* **MATERIAL**
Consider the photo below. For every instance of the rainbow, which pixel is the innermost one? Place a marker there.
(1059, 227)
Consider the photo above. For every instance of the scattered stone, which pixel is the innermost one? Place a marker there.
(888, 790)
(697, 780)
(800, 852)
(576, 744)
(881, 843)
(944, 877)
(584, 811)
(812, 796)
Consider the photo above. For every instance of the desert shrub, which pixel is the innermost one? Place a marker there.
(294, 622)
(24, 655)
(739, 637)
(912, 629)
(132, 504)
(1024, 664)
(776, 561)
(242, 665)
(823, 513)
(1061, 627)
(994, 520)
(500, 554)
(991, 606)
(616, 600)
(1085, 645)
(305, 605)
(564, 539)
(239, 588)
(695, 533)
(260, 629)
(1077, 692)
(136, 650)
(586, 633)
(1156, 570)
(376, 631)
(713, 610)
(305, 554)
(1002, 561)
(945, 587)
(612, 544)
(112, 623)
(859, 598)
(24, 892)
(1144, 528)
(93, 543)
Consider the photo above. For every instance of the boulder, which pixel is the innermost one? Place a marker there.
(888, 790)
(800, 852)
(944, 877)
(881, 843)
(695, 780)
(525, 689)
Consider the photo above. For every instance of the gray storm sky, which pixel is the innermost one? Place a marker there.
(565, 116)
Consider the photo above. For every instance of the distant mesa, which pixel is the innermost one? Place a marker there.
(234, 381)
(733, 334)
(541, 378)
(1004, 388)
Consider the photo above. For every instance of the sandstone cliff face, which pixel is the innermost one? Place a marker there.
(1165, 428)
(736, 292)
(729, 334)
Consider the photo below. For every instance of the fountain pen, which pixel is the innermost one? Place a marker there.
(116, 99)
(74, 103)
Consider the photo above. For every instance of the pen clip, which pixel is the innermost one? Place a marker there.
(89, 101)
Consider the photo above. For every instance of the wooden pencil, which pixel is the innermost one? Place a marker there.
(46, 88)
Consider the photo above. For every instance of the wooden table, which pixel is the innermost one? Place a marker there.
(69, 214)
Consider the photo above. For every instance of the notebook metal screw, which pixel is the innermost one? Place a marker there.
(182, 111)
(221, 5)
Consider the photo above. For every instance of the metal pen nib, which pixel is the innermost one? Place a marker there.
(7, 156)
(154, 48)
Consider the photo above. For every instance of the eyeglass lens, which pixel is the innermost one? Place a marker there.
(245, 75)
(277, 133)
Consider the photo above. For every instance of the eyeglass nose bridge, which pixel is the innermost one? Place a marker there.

* **YOUR INSTRUCTIONS**
Return all of the records above word for word, line by line, in their original order.

* **OUTPUT OF THE EXERCISE**
Consider the photo below. For every instance of the rainbow, which pixel is the innermost one? Place a marker there.
(1059, 227)
Consider the photo above. For every instance of the scattered stone, which pixel is the innermost one? Place a marker there.
(888, 790)
(697, 780)
(800, 852)
(576, 744)
(881, 843)
(944, 877)
(584, 811)
(812, 796)
Consider the photo above. For every instance of the desert shrub, which pixel is the innermost one? Place a marker there.
(294, 622)
(24, 655)
(739, 637)
(912, 629)
(132, 504)
(1024, 664)
(776, 561)
(242, 665)
(823, 513)
(1061, 627)
(994, 520)
(500, 554)
(991, 606)
(616, 600)
(1085, 645)
(305, 605)
(564, 539)
(239, 588)
(695, 533)
(260, 629)
(1077, 692)
(136, 650)
(586, 633)
(1156, 570)
(376, 631)
(713, 610)
(305, 554)
(1002, 561)
(945, 587)
(612, 544)
(112, 623)
(859, 598)
(24, 892)
(1144, 528)
(93, 543)
Consider the photo above. For every instance of the boulder, which pixel is the innermost one? Place a marker there.
(888, 790)
(800, 852)
(944, 877)
(881, 843)
(695, 780)
(525, 689)
Consider the photo above. For every instance of the gray storm sky, which pixel is the innermost one? Place a marker there.
(565, 116)
Consider the photo above. For every instance of the distant mesa, which pixel is the innermost one? Place a marker there.
(234, 381)
(733, 334)
(541, 378)
(1004, 388)
Consider the photo above. For every instance of the sandstone cliff face, which pixel is the innermost one? Place a marker there.
(1165, 428)
(736, 292)
(729, 334)
Consider the photo below. For every instance of the fountain pen, which pixel is the innermost one? Place a marker there.
(116, 99)
(74, 103)
Consider the photo above. For every instance of the pen clip, which pixel is the innermost one? Place a marker there.
(89, 101)
Consider the photo above. For every instance of the wooden pencil, which pixel is the innermost one? Place a marker there.
(46, 88)
Consider the photo above. For every instance of the wooden table, which pixel is the innermost one? Place a marker there.
(69, 214)
Consider the photo above. For every instance of the notebook metal screw, which pixel is the innermost one? Place a marker there.
(182, 111)
(221, 5)
Consider the photo above. For every instance of the metal pen nib, which pixel is the innermost one? Place a marker there.
(7, 156)
(154, 48)
Consider the photo above. For every instance of the eyeglass lens, which pixel is the innermost one? Place a marker there.
(245, 75)
(277, 133)
Consider the photo above. For every instance of the eyeglass nose bridge, which pixel is the innermost one? Place a marker there.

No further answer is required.